> [What is needed]: Please write what comes next in the piece on planning living spaces, picking up after its final sentence.

Your living spaces are the rooms you spend your time relaxing in during the day and evening, and are the spaces that most define the spirit of your house. A living space needs a comfortable seating area, possibly a separate activity or smaller seating area, and a focus or two such as windows with a view, a fireplace, or a TV. Living spaces should also be designed for easy access but without primary traffic crossing across the room. Let’s take a look at how we can accomplish all of this.
Figuring out what you want
Before you start planning your living space you should be sure to figure out what you want. We’ve all lived in at least one house or apartment and most of us (in the U.S. at least) have lived in a lot more than one. These experiences can give you an idea of what you like or don’t like and what worked or didn’t work. However, be sure to think through how you WANT your new room to be, not just what’s worked OK before.
Your day-to-day living space should reflect how you want to live, should be comfortable to be in, and should provide for any activities you’ll want to do in the space. Decide if you want separate living spaces such as a formal living room and separate family room, and whether you want other uses combined with your space such as dining, game or study areas, or multiple seating groups.
Once you know the type of space you want figure out what furnishings will go into the room and what their relationship should be in the room. Seating options vary widely so you’ll want to determine what you want for furniture and how big those items will be. Accessory pieces such as end tables, coffee tables, side tables, display or shelving units, and others should be considered, along with tables and chairs if you want to integrate game or dining areas.
Make a list of everything you want in the space, what you want to group together such as seating groups, and include the sizes of the pieces you want. If you have existing furniture that you’ll use in your new home you can measure those yourself.
If you want new pieces you should research the types of furniture you want and select options that most represents what you want. Use one representative piece and its size for each desired item for your planning efforts.
All of this information will be the basis of the plan for your new living space. Let’s take a look at these in more detail.
The basics of furniture
Furniture is what you use daily. That comfy or beautiful sofa, sectional, lounge chair, or recliner are likely the most important pieces in the room for you. You’ll need to “accessorize” these with side tables and coffee tables so that you have a place to sit drinks or food and a place for lamps.

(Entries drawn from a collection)
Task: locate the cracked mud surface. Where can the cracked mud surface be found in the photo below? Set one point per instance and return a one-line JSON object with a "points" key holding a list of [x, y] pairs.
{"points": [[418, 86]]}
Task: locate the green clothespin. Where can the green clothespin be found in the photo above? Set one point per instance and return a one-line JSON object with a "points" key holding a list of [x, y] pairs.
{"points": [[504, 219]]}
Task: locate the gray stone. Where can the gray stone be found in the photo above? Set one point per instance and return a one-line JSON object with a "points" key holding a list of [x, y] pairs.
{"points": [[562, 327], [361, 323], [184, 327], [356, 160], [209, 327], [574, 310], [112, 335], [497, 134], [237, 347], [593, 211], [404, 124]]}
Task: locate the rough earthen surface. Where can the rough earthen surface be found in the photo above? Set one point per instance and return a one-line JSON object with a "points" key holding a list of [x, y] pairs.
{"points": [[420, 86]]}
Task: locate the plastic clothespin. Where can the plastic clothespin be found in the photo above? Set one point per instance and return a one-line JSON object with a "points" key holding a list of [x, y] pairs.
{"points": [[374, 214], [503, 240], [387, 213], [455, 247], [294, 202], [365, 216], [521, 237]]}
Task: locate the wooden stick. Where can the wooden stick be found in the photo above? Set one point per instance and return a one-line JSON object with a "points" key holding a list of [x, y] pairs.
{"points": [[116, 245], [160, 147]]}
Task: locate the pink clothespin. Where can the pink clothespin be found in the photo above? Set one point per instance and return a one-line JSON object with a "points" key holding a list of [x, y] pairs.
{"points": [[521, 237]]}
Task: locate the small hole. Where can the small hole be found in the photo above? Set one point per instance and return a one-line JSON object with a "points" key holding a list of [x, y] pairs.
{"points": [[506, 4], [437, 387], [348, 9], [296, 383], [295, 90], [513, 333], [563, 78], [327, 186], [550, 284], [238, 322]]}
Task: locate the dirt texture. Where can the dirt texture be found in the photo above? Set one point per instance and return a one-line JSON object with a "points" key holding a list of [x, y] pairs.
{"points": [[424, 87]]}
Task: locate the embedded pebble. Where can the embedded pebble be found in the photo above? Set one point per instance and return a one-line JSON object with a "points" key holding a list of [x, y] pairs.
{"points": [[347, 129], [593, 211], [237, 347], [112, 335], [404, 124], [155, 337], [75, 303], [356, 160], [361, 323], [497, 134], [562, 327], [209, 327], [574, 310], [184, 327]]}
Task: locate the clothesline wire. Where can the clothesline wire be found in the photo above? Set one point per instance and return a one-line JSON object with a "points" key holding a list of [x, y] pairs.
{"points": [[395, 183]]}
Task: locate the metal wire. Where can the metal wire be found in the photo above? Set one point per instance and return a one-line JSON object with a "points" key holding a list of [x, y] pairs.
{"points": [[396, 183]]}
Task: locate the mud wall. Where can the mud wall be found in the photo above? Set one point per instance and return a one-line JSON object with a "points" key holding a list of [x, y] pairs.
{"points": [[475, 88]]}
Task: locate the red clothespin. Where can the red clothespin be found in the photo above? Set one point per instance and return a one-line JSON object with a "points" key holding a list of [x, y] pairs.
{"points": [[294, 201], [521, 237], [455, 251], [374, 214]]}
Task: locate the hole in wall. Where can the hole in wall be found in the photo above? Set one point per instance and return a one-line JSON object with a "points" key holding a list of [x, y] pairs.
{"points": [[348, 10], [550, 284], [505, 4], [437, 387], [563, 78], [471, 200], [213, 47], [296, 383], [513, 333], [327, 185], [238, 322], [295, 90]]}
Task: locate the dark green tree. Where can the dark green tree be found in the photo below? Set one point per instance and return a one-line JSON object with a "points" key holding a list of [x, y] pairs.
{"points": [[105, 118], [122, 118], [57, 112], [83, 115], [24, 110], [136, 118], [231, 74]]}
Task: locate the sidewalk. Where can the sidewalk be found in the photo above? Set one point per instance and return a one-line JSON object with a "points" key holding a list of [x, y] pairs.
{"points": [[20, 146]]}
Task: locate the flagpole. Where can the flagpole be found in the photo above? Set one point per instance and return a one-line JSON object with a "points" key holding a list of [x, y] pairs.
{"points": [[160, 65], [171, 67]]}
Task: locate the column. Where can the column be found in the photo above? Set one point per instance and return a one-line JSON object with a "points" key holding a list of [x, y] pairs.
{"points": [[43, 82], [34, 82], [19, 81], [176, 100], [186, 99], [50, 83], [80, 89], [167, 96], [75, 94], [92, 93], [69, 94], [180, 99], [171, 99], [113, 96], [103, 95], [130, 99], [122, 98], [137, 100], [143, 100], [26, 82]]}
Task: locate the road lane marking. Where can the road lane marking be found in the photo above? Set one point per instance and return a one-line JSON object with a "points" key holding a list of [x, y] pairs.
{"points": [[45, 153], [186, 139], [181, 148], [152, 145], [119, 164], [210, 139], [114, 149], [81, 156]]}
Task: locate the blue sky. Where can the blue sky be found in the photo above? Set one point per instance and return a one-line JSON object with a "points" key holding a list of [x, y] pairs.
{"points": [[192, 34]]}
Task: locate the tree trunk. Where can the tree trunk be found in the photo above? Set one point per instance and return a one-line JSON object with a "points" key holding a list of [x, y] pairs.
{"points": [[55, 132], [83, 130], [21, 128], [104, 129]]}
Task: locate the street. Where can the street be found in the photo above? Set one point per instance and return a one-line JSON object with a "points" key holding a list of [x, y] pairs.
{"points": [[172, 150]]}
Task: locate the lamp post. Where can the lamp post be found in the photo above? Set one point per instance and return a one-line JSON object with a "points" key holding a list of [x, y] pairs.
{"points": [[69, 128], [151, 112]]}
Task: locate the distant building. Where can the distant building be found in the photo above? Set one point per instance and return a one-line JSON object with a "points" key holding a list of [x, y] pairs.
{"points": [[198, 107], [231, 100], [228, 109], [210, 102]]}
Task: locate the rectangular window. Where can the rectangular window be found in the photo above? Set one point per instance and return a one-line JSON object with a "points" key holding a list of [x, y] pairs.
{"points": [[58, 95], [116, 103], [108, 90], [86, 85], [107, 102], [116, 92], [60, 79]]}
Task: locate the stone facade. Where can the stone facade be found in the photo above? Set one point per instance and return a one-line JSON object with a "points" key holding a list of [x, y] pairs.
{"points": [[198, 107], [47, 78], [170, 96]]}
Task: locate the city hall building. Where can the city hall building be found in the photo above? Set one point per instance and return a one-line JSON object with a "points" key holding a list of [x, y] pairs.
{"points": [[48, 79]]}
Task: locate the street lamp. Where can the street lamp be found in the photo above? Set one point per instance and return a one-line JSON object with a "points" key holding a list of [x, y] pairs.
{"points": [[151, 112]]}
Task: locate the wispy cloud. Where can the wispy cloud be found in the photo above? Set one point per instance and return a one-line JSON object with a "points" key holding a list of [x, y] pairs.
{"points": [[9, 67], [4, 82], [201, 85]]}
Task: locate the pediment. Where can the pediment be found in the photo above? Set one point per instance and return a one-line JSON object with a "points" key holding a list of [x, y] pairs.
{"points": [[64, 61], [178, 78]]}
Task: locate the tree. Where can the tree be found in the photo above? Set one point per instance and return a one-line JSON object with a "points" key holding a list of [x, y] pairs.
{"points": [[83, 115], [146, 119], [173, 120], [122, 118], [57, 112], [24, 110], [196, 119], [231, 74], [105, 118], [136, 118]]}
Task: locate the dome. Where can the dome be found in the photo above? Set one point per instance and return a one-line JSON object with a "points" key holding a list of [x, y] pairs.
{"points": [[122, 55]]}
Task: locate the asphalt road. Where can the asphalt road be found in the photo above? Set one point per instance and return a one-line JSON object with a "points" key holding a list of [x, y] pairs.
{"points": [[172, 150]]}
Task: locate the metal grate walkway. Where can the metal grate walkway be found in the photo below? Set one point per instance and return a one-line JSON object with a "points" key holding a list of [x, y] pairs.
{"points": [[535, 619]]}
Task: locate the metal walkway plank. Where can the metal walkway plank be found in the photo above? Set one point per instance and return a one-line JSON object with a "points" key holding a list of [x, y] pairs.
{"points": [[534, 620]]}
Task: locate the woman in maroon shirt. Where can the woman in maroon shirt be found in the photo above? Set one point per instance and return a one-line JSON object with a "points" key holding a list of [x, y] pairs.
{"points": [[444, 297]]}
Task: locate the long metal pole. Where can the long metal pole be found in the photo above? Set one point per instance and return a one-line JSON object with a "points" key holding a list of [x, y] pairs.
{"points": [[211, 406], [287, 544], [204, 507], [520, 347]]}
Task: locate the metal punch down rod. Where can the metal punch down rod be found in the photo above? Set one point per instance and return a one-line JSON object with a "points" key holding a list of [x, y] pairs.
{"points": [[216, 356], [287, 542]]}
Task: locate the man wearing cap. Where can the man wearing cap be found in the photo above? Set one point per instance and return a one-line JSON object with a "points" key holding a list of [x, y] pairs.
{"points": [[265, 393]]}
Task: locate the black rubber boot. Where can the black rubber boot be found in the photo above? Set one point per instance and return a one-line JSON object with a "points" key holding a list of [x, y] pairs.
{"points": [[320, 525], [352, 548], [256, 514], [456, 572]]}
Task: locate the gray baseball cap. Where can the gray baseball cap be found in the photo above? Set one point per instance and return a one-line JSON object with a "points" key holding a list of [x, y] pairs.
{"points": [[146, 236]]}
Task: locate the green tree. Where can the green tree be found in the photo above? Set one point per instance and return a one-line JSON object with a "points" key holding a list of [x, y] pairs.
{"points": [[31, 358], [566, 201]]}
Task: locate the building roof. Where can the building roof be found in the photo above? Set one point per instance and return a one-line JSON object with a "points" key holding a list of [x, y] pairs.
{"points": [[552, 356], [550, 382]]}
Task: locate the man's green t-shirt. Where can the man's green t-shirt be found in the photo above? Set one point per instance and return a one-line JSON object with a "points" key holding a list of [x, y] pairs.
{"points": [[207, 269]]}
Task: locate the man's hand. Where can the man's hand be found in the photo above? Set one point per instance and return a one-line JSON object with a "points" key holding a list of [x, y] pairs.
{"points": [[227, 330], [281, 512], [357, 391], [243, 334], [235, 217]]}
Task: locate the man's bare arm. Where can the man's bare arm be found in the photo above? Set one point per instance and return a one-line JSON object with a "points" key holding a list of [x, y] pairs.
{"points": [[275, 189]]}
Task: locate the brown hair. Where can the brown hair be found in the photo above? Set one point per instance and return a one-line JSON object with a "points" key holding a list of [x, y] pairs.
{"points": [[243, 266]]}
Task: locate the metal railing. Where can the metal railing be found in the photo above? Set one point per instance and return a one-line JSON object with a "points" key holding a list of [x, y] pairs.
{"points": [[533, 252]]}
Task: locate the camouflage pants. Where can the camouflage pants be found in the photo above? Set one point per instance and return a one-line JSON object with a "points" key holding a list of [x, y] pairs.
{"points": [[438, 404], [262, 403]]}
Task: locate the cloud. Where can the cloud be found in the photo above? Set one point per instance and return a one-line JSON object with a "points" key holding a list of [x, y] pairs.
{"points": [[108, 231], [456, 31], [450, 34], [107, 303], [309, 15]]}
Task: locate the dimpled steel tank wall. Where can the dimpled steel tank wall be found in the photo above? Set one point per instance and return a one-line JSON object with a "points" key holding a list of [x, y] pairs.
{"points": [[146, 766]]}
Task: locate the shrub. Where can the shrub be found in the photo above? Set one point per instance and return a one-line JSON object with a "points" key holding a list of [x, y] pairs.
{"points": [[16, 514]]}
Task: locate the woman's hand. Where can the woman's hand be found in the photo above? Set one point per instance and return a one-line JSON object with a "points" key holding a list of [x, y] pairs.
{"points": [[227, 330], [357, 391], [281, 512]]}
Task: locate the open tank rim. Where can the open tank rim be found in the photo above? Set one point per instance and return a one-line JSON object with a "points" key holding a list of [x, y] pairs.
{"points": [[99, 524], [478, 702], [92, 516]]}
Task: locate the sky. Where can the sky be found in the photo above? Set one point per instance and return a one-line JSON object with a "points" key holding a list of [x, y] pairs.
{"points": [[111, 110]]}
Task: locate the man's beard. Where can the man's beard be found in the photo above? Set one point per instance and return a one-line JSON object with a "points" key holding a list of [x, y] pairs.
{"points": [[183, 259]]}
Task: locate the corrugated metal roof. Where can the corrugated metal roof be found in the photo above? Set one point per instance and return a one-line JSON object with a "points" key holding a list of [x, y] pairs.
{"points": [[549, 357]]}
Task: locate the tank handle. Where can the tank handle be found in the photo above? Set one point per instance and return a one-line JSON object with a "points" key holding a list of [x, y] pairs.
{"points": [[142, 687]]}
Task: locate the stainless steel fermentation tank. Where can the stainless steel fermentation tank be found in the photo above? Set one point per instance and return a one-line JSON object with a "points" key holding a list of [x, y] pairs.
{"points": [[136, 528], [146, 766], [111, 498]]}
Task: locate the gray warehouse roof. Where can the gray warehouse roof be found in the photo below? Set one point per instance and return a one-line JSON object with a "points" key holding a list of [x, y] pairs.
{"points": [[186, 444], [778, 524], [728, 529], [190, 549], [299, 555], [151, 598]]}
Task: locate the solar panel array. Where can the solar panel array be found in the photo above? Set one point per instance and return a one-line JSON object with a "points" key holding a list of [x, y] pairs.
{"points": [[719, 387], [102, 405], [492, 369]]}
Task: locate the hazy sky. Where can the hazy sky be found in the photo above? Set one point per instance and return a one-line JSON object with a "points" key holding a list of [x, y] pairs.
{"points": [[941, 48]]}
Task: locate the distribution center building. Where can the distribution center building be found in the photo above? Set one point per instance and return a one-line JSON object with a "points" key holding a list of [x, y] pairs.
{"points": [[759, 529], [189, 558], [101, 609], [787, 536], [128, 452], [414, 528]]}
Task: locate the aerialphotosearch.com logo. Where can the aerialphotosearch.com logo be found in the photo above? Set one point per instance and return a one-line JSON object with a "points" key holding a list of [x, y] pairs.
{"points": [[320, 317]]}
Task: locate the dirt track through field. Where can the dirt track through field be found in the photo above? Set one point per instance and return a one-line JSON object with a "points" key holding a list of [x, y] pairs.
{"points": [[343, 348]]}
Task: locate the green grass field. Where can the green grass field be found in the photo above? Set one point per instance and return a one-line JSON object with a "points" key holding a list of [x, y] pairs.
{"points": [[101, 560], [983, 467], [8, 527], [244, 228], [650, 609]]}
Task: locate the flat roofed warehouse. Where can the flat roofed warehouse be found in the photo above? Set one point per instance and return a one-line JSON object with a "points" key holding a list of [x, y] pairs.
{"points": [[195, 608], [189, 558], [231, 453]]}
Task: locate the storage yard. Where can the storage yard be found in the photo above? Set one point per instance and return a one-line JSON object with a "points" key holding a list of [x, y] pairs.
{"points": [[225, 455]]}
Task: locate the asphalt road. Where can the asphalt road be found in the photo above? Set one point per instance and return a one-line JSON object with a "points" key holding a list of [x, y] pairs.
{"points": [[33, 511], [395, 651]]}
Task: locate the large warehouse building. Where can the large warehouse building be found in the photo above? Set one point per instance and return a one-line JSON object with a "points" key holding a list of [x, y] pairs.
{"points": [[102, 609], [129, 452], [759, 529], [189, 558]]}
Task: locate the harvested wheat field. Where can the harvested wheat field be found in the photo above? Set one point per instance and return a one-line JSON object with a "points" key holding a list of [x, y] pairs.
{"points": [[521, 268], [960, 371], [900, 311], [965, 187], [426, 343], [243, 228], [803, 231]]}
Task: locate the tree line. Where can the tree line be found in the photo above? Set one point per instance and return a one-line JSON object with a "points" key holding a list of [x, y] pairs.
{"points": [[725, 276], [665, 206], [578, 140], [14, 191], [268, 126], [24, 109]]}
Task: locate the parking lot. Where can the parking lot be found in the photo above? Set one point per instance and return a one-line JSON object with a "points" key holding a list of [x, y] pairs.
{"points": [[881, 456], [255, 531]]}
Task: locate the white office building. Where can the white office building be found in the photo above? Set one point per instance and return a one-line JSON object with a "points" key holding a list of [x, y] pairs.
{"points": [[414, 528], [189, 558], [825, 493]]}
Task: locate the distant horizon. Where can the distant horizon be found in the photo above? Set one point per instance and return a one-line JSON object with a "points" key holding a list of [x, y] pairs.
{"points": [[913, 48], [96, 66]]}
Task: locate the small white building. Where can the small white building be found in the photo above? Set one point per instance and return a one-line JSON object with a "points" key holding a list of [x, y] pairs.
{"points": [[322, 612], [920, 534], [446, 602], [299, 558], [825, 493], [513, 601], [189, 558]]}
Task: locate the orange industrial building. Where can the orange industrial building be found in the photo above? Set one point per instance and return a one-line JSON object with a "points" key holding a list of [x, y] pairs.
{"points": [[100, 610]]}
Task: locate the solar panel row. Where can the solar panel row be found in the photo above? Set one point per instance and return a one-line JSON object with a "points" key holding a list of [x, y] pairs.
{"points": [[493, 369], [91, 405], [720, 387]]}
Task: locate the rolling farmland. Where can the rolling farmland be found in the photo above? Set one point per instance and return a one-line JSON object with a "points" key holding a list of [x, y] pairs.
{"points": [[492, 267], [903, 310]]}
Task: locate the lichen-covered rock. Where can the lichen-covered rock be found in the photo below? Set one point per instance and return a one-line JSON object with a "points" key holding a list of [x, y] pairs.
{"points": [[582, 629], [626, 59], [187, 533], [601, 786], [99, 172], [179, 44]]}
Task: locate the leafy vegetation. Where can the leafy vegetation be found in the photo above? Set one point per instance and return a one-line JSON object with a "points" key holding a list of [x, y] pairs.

> [Exercise answer]:
Additionally, you might want a table for games or dining and display cabinets or shelving units for your collectibles and books.
Let’s take a look at the criteria you can use to place these together effectively.
Planning principles
Planning principles guide you in laying out your new living space. Below are the principles to keep in mind:
Size for comfort and conversation. It’s easy to go wild with large rooms and throw in a lot of furniture spread out through the room. However, interacting with others is more important than going big. Your primary furniture group should be placed such that you have roughly 7 feet to 9 feet from person to person when seated. Accounting for typical furniture sizes you’ll need roughly 10 feet to 12 feet across in floor area.
Account for space between and around furniture. Placing furniture too close together or too far apart is the main challenge in planning. Below are some guidelines:
- Coffee tables: Provide a minimum of 18 inches from the largest piece of furniture in your seating group to a coffee table, and up to roughly 2 feet or so for other furniture depending on the size of the coffee table in relation to the furniture arrangement.
- End tables: Allow for 4 to 6 inches between the table and the furniture its serving.
- Circulation behind furniture: Provide 2 feet-six inches from a wall not used for circulation to other rooms, such as space to access windows you’ll want to open or space to access built-in shelving. Provide a minimum of 3 feet for circulation to other rooms.
- Secondary access at furniture group corners: Provide 18 inches to 2 feet.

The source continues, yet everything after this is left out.